----- MATERIAL TO PROCESS -----

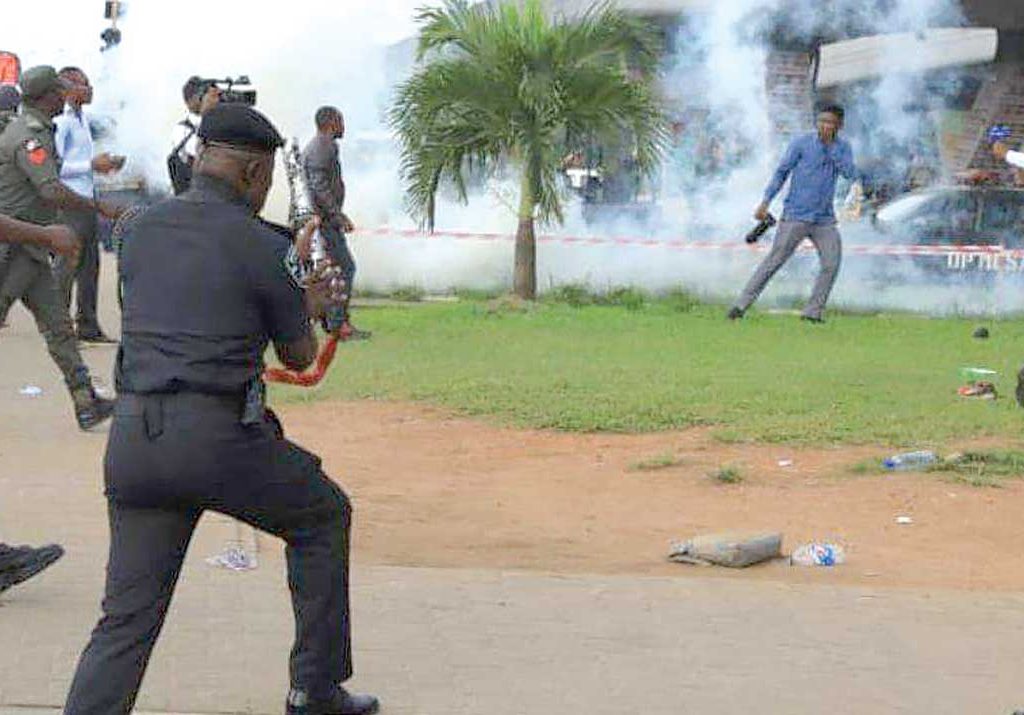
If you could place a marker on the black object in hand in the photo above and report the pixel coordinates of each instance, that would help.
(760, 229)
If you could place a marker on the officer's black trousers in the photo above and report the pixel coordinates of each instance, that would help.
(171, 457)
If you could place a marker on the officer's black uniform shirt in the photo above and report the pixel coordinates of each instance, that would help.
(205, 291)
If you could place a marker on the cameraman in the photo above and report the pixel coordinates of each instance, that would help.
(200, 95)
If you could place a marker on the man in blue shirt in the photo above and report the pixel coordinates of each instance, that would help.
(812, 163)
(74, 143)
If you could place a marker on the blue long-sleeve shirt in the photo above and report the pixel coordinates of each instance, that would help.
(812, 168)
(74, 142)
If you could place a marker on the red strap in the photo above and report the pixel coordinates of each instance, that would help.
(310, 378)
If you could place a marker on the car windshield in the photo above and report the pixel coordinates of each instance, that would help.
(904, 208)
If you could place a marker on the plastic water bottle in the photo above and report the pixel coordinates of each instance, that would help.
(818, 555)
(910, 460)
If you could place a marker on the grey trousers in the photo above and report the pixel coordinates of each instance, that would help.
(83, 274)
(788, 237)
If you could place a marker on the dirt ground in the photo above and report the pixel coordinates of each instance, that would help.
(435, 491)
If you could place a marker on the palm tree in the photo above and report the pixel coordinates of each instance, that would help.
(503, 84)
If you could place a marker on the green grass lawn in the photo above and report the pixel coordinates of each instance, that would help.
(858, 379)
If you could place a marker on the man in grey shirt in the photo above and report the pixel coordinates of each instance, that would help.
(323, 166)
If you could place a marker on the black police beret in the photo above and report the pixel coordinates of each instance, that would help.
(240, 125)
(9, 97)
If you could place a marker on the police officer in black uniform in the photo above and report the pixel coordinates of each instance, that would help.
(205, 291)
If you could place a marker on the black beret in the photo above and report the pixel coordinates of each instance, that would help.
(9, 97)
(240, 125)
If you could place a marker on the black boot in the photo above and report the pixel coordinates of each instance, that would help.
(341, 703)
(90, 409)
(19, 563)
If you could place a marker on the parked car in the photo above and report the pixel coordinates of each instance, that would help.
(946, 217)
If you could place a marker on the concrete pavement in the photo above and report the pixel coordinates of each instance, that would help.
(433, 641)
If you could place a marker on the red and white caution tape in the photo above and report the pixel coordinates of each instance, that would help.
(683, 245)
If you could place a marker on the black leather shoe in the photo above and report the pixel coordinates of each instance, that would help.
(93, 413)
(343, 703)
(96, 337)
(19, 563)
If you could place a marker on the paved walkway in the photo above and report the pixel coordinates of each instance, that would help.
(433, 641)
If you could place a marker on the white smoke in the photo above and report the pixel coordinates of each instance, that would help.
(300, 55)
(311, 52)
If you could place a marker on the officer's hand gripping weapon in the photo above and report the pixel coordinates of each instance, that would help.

-----
----- MATERIAL TO PROCESS -----

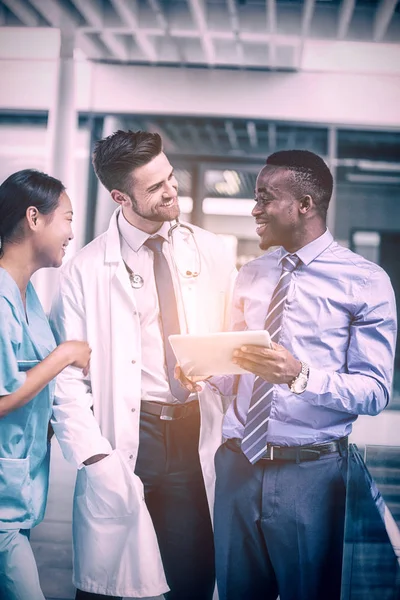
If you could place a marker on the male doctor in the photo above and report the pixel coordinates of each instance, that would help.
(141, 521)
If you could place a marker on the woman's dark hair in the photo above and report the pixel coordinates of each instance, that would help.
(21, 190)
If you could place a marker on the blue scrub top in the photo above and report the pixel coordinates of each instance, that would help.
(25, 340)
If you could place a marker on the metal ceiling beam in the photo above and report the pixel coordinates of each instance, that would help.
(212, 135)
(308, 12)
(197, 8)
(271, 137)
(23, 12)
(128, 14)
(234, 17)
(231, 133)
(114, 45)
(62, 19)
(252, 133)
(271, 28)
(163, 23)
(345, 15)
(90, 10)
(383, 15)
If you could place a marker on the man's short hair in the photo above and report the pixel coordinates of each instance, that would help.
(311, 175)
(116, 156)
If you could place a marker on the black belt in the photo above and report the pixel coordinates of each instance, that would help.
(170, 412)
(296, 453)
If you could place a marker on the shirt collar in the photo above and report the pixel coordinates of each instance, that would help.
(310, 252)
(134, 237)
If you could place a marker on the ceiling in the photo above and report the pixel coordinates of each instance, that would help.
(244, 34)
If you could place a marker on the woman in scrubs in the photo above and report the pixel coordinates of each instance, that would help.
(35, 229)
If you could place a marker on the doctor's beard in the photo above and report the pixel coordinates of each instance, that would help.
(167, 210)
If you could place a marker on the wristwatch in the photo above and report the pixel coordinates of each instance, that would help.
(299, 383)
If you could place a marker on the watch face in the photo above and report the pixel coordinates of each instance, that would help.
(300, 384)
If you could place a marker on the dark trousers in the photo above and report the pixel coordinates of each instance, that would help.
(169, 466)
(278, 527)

-----

List every line of the records that contains the word "trousers", matching its case exactly.

● **EXERCISE ANSWER**
If you could place a marker on the officer's black trousers in the photo above and report the pixel coordinates of each instance, that would help.
If you could place a marker on the grey trousers in the photo above and report the pixel coordinates of each instance, that would help.
If you could place a marker on the dark trousers in the photo above and report the pixel coordinates of each instance, that would help.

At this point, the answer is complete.